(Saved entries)
==========
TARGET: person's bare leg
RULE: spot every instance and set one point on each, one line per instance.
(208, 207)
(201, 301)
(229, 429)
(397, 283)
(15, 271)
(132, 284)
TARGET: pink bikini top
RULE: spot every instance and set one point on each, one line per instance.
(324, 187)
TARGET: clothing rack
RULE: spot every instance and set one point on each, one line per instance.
==========
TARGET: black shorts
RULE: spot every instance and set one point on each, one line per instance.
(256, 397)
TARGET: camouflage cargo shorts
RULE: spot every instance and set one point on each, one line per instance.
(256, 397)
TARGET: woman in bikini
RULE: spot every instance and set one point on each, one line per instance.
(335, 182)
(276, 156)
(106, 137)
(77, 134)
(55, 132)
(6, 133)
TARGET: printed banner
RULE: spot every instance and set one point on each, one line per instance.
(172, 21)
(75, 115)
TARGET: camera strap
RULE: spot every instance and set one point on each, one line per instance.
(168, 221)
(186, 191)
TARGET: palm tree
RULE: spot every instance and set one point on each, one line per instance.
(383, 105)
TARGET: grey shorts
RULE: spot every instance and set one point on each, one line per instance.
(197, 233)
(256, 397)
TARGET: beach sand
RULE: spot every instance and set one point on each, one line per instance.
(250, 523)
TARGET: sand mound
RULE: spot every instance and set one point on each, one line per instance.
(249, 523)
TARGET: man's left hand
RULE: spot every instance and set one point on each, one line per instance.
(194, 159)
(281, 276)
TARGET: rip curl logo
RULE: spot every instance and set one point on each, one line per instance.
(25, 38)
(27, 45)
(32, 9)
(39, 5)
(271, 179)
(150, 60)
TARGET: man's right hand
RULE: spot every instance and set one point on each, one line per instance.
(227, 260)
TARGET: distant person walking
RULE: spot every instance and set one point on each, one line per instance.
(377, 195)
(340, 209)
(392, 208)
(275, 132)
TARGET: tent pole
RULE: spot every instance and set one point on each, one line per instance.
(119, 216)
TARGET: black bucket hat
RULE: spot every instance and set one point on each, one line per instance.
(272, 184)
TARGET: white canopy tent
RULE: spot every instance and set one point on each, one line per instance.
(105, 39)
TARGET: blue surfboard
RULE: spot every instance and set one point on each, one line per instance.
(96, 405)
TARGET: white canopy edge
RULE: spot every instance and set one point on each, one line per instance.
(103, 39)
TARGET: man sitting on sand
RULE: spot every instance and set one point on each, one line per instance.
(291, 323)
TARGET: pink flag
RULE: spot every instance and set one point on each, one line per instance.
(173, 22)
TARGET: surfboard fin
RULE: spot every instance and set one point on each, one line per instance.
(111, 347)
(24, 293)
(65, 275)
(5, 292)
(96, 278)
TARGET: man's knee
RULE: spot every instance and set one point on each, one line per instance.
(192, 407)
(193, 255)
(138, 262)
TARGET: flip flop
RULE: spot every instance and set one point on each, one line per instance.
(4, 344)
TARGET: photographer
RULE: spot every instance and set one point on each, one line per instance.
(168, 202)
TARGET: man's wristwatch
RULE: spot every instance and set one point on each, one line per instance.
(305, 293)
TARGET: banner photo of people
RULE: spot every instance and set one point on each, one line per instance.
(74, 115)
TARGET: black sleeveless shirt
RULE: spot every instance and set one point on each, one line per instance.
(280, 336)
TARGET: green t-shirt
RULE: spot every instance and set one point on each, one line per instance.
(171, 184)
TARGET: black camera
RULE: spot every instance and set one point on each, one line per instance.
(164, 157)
==========
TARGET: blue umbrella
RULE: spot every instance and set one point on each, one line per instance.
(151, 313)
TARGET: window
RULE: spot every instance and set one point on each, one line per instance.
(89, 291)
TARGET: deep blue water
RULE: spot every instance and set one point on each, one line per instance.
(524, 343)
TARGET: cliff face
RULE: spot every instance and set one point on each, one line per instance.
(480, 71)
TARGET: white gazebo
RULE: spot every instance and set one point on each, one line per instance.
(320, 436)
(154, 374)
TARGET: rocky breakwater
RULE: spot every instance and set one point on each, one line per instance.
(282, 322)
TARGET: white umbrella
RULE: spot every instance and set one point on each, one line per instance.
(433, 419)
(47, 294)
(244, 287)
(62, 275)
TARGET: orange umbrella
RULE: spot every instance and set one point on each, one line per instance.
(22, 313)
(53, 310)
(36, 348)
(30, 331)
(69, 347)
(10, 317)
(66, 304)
==========
In the entries above, the lines between the one holding "TARGET: black bucket hat" and the one holding "TARGET: man's knee", inclusive, are to be printed exactly as written, and those alone.

TARGET: black bucket hat
RULE: spot every instance and set one point on each, one line per instance.
(272, 184)
TARGET: white canopy tent
RULE: spot every instance and set one point on each, one line per instance.
(105, 39)
TARGET: blue surfboard
RULE: spot every instance and set one point on each, one line per instance.
(96, 405)
TARGET: white canopy edge
RULE: spot every instance and set one point on each, one line per instance.
(103, 39)
TARGET: man sitting on sand
RULE: spot every instance and set one point on each, one line per instance.
(291, 323)
TARGET: pink flag
RULE: spot every instance and set one point on each, one line per instance.
(173, 22)
TARGET: surfboard fin
RULE: spot every instance and set one point on each, one line per instance.
(111, 347)
(24, 293)
(65, 275)
(5, 292)
(96, 278)
TARGET: man's knee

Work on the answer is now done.